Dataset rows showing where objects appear
• • • • • • •

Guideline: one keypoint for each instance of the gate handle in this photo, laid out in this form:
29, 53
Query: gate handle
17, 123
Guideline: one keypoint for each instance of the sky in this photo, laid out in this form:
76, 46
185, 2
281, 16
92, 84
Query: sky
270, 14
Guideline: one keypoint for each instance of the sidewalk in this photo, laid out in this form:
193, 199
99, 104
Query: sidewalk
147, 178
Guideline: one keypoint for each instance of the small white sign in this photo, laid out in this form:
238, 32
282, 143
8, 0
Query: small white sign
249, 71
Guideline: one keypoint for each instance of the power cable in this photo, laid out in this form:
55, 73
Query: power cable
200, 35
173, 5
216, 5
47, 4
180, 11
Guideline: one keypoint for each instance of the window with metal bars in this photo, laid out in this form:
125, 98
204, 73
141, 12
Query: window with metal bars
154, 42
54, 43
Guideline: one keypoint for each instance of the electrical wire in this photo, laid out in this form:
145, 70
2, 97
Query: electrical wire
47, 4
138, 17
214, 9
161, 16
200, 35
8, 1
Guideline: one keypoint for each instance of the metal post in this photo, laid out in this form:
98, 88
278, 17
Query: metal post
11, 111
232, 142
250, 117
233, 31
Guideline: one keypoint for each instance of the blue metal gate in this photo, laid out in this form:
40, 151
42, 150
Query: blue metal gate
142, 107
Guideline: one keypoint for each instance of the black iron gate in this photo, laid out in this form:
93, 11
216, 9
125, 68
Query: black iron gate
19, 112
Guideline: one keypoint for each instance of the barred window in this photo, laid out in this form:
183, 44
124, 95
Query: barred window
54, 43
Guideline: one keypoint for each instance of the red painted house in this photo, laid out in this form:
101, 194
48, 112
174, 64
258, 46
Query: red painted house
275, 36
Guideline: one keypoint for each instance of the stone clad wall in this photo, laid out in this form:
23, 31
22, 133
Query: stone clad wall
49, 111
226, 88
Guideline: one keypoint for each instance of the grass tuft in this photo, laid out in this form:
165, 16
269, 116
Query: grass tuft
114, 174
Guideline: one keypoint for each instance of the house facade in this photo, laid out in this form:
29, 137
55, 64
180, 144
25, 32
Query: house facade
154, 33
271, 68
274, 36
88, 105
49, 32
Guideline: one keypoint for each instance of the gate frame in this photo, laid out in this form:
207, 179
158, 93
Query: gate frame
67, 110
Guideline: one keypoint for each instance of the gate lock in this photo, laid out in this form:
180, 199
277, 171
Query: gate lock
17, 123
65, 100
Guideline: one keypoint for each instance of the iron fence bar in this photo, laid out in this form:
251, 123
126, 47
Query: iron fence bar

• • • • • • •

→ **Exercise description**: Print verbatim every line of the listing from the one containing "Guideline: one keypoint for each instance of the house" through the end of the listing, both ends included.

→ **Result of this task**:
Guideline: one keypoint for each instance of the house facade in this photo, laid out in this form:
29, 137
55, 64
180, 144
25, 32
Query: house facade
154, 33
271, 68
274, 36
88, 105
49, 32
Guideline: one keypoint for each instance of the gate frame in this photo, laid out in this form:
207, 179
158, 93
Query: gate frame
67, 110
Guideline: one keypoint for each instance of the gate lock in this photo, laid out in this form:
180, 199
277, 171
Query: gate lock
17, 123
65, 100
Guideline: one keypoint for each instance of the iron fence bar in this photo, laid out in this form:
251, 123
126, 47
Query: iron fence bar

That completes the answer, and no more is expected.